_What is asked_
1. Copy the rows verbatim, everything from the first row down to the line containing "M 353 408 L", with both ends included.
2. Continue the passage on forward and backward block allocation from the point where it stops.

_Source text_
:::::

The following block of text explains things, but it might
be clearer if it's rearranged a bit:
- Backward allocation leads to significant fragmentation
  of directories, which degrades directory performance.
- Therefore we always want to choose the option that
  produces forward allocation patterns.
- Preferring the lower bno extent will make the next
  request use "end" as the start of the next allocation.
  If the segment is no longer busy at that point, we'll
  then get a contiguous allocation, but even if it is
  still busy, we'll get a forward allocation.
- We try to avoid choosing the segment at "bend",
  because that can lead to the next allocation taking
  the segment at "bno"--which would be a backward
  allocation.
- We only use the segment at "bno" if it is much larger
  than the current requested size, because in that case
  there's a good chance subsequent allocations will
  be contiguous.

:::::

_Stored data_
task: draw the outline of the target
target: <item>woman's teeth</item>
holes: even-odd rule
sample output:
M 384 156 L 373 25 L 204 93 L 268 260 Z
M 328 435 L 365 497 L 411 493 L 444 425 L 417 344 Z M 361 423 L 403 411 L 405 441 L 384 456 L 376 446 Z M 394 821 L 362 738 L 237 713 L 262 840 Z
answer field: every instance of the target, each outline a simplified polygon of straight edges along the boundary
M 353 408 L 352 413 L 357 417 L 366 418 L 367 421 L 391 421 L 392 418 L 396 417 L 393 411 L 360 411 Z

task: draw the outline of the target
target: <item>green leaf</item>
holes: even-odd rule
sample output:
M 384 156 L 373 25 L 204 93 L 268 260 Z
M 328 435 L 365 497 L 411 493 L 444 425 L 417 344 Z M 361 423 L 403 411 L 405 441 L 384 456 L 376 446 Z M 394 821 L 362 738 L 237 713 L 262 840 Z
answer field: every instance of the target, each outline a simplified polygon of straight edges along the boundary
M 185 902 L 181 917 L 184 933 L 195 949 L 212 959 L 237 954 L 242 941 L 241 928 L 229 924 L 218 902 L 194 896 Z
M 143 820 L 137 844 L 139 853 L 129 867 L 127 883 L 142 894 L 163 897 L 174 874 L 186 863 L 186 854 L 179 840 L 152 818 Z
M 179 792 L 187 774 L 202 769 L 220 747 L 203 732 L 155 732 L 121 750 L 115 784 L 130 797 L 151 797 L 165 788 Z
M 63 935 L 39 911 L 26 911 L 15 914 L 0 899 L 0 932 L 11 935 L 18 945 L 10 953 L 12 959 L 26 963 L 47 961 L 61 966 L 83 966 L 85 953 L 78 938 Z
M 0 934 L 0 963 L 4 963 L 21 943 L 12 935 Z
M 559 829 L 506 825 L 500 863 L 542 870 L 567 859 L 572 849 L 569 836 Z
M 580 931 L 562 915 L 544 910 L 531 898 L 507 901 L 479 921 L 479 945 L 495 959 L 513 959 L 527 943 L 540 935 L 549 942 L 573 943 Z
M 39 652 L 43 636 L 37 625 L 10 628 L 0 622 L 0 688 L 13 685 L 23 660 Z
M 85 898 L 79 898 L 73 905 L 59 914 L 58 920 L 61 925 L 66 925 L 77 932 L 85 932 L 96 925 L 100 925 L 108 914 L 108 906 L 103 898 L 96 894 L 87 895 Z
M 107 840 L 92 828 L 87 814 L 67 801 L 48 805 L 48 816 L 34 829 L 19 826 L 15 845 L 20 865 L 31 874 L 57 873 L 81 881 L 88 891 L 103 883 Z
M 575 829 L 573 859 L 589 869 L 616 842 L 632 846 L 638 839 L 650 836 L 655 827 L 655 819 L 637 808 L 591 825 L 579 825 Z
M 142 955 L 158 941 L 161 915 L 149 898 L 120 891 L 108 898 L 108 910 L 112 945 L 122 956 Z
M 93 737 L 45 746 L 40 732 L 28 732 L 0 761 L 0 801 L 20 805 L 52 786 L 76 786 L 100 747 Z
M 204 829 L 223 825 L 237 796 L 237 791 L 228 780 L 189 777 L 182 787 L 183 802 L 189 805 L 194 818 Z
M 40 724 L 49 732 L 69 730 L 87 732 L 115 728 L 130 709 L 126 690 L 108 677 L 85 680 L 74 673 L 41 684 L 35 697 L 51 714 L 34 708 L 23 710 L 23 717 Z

:::::

_Responses to the tasks_
1.
task: draw the outline of the target
target: <item>woman's teeth</item>
holes: even-odd rule
sample output:
M 384 156 L 373 25 L 204 93 L 268 260 Z
M 328 435 L 365 497 L 411 493 L 444 425 L 417 344 Z M 361 423 L 403 411 L 405 441 L 384 456 L 376 446 Z M 394 821 L 362 738 L 237 713 L 262 840 Z
answer field: every instance of the target, each outline a simplified polygon of straight edges along the boundary
M 353 408 L 352 413 L 357 417 L 366 418 L 367 421 L 391 421 L 392 418 L 396 417 L 393 411 L 360 411 Z

2.
(Something like that anyway, I just wanted to provide
an example rather than just saying "it's wrong.")

> +			 * We prefer the lower bno extent because the next
> +			 * allocation for this inode will use "end" as the
> +			 * target for first block.  If the busy segment has
> +			 * cleared, this will get a contiguous allocation next
> +			 * time around; if thebusy segment has not cleared,
> +			 * it will get an allocation at bend, which is a forward
> +			 * allocation.
> +			 *
> +			 * If we choose segment at bend, and this remains the
> +			 * best extent for the next allocation (e.g. NEAR_BNO
> +			 * allocation) we'll next allocate at bno, which will
> +			 * give us backwards allocation.  We already know that
> +			 * backwards allocation direction causes significant
> +			 * fragmentation of directories and degradataion of
> +			 * directory performance.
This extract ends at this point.